▸ **Entries taken from a collection**:
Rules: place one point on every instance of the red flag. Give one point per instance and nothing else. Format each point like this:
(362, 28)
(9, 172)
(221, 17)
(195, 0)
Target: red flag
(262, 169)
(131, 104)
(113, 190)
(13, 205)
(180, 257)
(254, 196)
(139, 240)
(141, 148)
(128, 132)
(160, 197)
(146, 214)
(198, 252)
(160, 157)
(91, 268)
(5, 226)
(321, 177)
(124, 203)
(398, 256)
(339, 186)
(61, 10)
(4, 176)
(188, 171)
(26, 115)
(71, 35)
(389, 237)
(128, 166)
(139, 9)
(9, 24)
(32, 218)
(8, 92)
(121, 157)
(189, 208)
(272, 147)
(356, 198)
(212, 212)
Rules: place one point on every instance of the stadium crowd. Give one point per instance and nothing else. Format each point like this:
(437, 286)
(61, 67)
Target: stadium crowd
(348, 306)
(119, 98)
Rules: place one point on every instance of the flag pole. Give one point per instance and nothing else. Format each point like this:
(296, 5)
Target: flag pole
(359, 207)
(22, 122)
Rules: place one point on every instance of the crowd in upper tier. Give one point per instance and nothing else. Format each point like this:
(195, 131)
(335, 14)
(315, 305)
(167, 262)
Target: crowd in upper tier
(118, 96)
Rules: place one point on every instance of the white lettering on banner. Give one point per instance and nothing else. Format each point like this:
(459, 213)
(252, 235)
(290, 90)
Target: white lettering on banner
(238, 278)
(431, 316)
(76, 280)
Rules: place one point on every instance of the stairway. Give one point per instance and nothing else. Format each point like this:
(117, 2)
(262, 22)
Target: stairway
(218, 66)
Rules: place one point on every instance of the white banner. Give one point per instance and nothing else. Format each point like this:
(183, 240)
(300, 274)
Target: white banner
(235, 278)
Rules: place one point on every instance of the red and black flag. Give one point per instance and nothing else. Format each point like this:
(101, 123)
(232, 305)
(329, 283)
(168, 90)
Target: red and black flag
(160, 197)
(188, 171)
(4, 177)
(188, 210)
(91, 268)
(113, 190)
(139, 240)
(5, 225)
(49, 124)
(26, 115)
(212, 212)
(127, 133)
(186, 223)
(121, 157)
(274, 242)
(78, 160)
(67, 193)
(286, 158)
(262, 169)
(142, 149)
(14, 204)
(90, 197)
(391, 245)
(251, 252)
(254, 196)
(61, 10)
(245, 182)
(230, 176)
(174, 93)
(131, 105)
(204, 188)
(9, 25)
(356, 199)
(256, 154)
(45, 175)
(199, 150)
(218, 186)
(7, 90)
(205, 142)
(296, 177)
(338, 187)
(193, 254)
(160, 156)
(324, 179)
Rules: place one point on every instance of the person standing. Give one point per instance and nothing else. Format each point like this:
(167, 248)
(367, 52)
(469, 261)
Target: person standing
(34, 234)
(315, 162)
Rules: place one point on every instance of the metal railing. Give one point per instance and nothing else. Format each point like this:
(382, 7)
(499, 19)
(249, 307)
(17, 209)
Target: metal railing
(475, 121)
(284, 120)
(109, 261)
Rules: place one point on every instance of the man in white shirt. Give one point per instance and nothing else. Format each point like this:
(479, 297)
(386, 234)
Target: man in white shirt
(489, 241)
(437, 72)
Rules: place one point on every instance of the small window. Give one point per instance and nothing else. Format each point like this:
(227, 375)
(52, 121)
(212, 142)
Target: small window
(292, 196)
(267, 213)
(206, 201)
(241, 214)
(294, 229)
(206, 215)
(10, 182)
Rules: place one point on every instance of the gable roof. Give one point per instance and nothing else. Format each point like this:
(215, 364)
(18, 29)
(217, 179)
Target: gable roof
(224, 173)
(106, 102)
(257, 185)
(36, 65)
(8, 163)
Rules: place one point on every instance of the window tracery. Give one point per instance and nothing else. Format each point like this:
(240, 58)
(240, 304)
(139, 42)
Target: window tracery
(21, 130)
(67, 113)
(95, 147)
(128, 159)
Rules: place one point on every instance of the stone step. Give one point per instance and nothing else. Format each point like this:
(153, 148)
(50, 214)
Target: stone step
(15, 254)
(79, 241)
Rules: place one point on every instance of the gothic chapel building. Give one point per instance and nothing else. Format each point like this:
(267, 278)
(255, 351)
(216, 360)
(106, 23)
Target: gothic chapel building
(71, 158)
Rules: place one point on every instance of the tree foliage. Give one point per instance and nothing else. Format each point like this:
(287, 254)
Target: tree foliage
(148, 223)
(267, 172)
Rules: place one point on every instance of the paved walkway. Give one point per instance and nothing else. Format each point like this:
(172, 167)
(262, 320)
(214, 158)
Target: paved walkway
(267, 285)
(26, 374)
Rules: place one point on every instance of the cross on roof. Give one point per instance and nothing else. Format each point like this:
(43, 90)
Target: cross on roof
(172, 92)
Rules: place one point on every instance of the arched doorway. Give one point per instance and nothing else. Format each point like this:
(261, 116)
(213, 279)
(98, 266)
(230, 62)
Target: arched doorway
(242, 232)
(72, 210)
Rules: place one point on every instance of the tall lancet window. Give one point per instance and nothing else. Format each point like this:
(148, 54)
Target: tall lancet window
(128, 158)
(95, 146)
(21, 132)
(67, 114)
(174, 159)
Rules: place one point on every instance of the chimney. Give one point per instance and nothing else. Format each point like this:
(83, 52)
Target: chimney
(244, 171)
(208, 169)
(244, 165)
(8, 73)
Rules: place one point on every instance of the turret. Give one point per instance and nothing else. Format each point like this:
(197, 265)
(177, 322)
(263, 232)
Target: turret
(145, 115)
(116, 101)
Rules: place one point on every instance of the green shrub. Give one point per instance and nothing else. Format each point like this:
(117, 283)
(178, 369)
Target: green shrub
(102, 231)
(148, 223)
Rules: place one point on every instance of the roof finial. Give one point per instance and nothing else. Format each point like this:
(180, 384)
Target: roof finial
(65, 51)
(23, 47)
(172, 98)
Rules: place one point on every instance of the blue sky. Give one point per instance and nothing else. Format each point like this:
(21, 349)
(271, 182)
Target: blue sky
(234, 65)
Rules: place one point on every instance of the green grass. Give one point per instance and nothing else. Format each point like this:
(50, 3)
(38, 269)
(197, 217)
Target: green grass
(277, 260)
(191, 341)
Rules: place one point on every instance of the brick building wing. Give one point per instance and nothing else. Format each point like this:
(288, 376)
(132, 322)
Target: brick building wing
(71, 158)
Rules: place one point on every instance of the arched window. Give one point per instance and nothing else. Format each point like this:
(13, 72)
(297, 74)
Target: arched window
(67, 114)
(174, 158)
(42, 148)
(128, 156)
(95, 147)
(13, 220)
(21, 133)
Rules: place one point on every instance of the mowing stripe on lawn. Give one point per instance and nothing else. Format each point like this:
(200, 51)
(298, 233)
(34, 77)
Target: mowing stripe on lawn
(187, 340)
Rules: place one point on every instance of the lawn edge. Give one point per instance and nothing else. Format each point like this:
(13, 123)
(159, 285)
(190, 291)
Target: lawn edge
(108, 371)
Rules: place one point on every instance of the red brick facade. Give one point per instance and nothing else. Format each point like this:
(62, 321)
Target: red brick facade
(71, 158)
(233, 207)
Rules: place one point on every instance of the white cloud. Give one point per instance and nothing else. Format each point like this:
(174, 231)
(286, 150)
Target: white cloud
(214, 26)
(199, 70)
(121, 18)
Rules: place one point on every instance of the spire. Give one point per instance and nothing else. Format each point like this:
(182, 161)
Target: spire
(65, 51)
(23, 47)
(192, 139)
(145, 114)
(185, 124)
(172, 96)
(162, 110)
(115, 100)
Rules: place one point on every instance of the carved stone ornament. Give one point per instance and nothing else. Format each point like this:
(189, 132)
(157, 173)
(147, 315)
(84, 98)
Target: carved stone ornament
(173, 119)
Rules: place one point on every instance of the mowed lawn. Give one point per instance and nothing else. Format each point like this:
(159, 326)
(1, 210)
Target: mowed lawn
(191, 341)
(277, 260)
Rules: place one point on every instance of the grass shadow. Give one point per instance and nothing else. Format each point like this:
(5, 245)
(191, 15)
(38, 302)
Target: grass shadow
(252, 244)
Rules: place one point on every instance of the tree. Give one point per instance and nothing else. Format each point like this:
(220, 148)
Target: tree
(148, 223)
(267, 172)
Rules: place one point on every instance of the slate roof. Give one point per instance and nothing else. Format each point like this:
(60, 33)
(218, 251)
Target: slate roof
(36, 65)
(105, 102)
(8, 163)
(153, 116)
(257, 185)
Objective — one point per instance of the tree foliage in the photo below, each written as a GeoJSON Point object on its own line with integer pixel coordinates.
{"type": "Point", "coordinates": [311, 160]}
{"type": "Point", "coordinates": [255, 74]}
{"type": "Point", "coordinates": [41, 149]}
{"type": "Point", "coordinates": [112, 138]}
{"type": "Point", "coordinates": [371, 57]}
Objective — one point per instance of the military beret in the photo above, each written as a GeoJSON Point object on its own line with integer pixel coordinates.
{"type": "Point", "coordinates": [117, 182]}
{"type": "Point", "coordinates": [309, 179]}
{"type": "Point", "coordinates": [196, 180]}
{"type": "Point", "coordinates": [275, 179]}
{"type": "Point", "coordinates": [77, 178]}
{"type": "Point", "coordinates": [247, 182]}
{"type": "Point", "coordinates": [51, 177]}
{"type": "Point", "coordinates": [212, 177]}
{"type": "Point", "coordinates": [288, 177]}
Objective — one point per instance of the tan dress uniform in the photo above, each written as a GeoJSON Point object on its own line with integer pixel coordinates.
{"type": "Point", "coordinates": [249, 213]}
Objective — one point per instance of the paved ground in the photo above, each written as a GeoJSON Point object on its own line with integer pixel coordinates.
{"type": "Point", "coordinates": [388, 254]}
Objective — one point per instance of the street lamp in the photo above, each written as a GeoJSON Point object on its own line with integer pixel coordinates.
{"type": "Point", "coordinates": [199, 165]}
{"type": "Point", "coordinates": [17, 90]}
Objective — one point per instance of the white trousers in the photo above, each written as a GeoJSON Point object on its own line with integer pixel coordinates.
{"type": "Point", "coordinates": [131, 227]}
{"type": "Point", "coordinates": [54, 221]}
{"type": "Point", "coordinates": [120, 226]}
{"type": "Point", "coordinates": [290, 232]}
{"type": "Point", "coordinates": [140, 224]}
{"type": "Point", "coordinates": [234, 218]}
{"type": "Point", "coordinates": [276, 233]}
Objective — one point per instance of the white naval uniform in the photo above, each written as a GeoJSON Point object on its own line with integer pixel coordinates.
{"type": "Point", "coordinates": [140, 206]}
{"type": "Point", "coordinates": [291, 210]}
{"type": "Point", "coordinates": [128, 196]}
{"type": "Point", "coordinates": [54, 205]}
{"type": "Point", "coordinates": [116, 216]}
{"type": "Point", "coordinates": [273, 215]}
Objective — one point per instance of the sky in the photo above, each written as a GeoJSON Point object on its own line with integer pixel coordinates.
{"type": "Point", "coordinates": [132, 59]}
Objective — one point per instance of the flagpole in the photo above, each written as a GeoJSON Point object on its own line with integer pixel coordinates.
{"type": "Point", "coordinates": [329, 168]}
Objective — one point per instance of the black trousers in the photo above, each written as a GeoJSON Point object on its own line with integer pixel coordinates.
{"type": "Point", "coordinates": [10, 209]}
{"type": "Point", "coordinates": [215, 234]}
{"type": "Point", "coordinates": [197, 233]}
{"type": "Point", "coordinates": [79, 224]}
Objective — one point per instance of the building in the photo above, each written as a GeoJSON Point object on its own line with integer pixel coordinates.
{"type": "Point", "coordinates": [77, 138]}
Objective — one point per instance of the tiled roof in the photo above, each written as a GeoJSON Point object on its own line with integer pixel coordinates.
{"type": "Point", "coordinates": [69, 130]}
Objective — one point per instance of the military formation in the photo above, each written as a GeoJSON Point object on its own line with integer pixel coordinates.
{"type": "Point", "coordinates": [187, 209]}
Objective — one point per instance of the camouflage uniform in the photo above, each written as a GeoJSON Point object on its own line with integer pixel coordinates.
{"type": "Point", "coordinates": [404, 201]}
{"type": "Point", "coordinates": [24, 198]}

▸ **Task requirements**:
Reproduce exactly the lines from the one with "Objective — one point per instance of the military formation" through the end of the entries above, both ends included.

▸ **Finished task**:
Objective — one point per instance of the military formation in the photo above, each written as a GeoJSON Point object on its own line with integer pixel coordinates.
{"type": "Point", "coordinates": [187, 209]}
Objective — one point per instance of the camouflage uniform in the photo above, each written as a GeoJSON Point object on its own line with integer pixel coordinates.
{"type": "Point", "coordinates": [404, 201]}
{"type": "Point", "coordinates": [24, 198]}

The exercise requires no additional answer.